■ TASK TO CARRY OUT ■
Could you reproduce the records word for word, starting at the very beginning and stopping after the line that contains "x=182, y=390"? Include that last line, but leave the picture out.

■ DATASET CONTENT ■
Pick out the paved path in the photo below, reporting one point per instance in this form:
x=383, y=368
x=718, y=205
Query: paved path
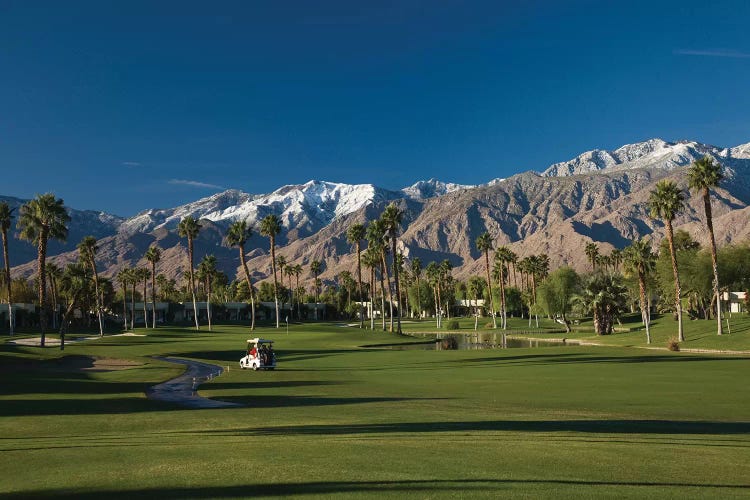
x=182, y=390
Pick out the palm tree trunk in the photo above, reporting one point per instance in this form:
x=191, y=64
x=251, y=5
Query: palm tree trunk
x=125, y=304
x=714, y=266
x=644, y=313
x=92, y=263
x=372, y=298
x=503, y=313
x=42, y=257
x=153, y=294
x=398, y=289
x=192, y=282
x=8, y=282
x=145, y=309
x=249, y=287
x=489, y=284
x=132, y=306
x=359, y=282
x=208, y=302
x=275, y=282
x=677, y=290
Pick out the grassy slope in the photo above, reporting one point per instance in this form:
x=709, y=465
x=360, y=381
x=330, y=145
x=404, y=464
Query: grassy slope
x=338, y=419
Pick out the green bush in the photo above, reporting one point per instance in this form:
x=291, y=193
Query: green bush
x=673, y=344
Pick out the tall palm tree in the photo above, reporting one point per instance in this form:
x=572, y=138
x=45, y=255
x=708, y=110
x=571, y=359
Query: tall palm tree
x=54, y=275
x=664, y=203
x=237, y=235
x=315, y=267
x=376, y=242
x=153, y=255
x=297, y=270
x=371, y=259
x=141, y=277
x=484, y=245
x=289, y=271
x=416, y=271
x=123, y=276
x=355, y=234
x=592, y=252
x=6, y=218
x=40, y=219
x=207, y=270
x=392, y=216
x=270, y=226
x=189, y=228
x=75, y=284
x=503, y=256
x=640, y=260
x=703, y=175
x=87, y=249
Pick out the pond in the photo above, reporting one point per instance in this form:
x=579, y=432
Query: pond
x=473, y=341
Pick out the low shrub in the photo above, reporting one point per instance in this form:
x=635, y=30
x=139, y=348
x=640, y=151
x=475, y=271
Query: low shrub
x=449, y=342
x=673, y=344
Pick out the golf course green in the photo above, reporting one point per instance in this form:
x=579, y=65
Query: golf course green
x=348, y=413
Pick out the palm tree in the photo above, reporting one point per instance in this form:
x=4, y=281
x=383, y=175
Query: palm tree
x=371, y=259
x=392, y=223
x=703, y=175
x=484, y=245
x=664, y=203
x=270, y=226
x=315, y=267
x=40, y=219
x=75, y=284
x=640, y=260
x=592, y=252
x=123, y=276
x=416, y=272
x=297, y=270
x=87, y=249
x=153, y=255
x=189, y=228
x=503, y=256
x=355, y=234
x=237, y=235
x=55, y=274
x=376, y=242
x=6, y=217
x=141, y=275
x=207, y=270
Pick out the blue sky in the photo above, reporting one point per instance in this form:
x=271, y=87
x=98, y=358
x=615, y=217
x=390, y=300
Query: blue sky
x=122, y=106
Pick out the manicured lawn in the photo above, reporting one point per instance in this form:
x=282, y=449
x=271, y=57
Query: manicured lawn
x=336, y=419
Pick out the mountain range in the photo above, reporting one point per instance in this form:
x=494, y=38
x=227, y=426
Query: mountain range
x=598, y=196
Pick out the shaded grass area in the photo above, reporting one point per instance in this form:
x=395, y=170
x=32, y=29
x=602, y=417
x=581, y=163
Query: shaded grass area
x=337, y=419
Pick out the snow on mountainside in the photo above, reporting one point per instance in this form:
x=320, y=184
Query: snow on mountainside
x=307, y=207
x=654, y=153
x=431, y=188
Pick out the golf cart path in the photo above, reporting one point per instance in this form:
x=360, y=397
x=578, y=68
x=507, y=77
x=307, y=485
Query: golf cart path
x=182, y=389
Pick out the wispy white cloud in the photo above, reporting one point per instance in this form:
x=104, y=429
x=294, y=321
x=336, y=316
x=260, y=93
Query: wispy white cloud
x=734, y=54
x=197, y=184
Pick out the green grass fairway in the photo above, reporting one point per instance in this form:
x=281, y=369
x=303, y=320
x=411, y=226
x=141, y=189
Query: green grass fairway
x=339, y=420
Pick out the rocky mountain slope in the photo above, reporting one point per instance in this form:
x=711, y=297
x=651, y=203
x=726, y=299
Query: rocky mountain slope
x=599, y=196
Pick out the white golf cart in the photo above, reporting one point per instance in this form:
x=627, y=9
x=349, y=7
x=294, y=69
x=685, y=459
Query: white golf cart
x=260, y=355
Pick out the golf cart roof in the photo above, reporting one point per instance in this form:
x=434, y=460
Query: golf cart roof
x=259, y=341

■ FINAL RESULT ■
Pick out the paved path in the photo below, reporting one point per instance in this form:
x=383, y=368
x=718, y=205
Query: paved path
x=182, y=390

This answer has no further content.